Start of PAGE EXTRACT
The wine jug and cups unearthed in one layer of the buried reservoir may have been left by victors in one of the ancient Nemean races, but just what kind of wine they drank remains unknown. Today, the local red wine served in Nemean taverns is called the Blood of Hercules, honoring the hero who strangled the ferocious Nemean lion there more than 5,000 years ago. As in so much of archaeology, the discoveries that Miller has made at Nemea all seem to recall ancient legends and link them to reality. The Berkeley team, for example, has unearthed a tiny bronze figurine identified as the image of an infant named Opheltes, whose fate inspired the first of the Nemean games.
As Miller recounts the tale, Opheltes was the son of Lykourgos and Eurydike, who had tried for many years to produce an heir. When the Oracle at Delphi warned them that their child must not touch the ground until he had learned to walk, they ordered a Nemean slave woman to care for the infant day and night. One day, when seven warrior heroes passed through Nemea on their way to march against the citadel of Thebes — they were the legendary “Seven Against Thebes” whose bloody war was immortalized by Aeschylus — the nurse placed the child on a bed of wild celery while she offered drink to the heroes. Instantly, a serpent lurking in the vegetation killed the infant and the warriors re-named the boy Archemoros, the “Beginner-of- Doom,” and held the first Nemean games in his honor as a funerary festival. Wreaths of wild celery crowned winners of those games, as they did the modern winners at Nemea last summer.
As with all classical archaeologists, whose excavations shed so much surprising light on antiquity, Miller and his students are now ready to organize and classify their treasured finds from the summer season, and to plan for next season’s dig.
“In the earthen mound where we saw the imprints of wheel cuts, we also have a bronze vessel of the kind that was always used for pouring libations,” Miller said. That mound goes back to 600 B.C., so now we wonder what happened there in that complex of religion and athletics even before the Nemean games.”
Archaeology doesn’t come cheap, and each season at Nemea costs at least $150,000 for the team, the equipment, and the 35 local workers from the nearby town of modern Nemea, whom Miller calls “the core of the project.” The money all comes from private sources — and not the least of Miller’s jobs is lecturing to the public and combing the territory for contributions.
SECTION 3
Question 27-31
Complete the table below. Write a date for each answer. Write your answers in boxes 27 – 31 on your answer sheet
Example
The time the Nemean games began 573 BC
The beginning date of the Nemea excavation …(27)…
The date that Miller found the altar to Zeus …(28)…
When Miller first learned there was a hippodrome at the Temple of Zeus …(29)…
When Miller finally concluded he had found an old reservoir …(30)…
When Miller found the ancient locker room …(31)…
Questions 32 — 36
Do the following statements reflect the claims of the writer of the reading passage ln boxes 32 – 36 on your answer sheet write
YES if the statement reflects the claims of the writer
NO if the statement contradicts the writer
NOT GIVEN if it is impossible to say what the writer thinks about this
32. The author believes it must be also difficult for Miller to find funds for the excavation.
33. Miller goes far beyond what an archaeologist traditionally normally does.
34. Religion played a key role in the games.
35. The games were far more interesting in the past than now.
36. The Nemean games influenced the modern Olympic Games.
Questions 37 – 40
Complete each of the following statements with a name from the reading passage. Write your answers in lines 37 40 on your answer sheet.
Miller’s excavations at _______37______ led him to look for a____ 38________ where horse races were held. He found a___ 39_______ , and eight months later he found an________ 40_______ ,which athletes used as a locker room.
End of PAGE EXTRACT
TASK STATEMENT
Reproduce the passage on the Nemea excavation word for word, beginning at the words "As with all" and stopping after "next season’s dig.". The data below comes from a separate source unrelated to this text.
Start of INPUT DATA
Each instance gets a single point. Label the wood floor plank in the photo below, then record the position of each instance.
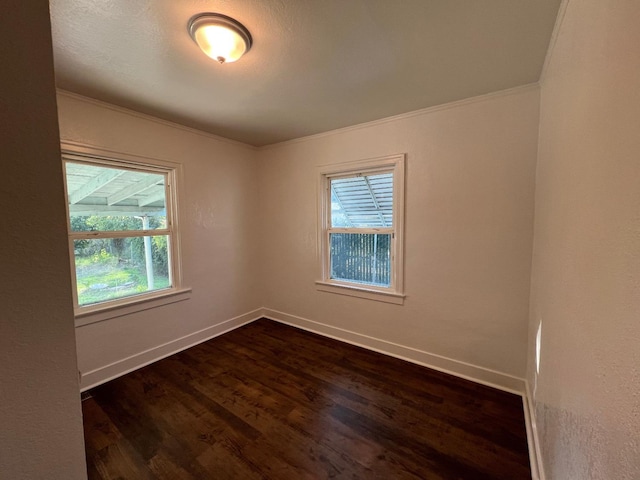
End of INPUT DATA
EXERCISE OUTPUT
As with all classical archaeologists, whose excavations shed so much surprising light on antiquity, Miller and his students are now ready to organize and classify their treasured finds from the summer season, and to plan for next season’s dig.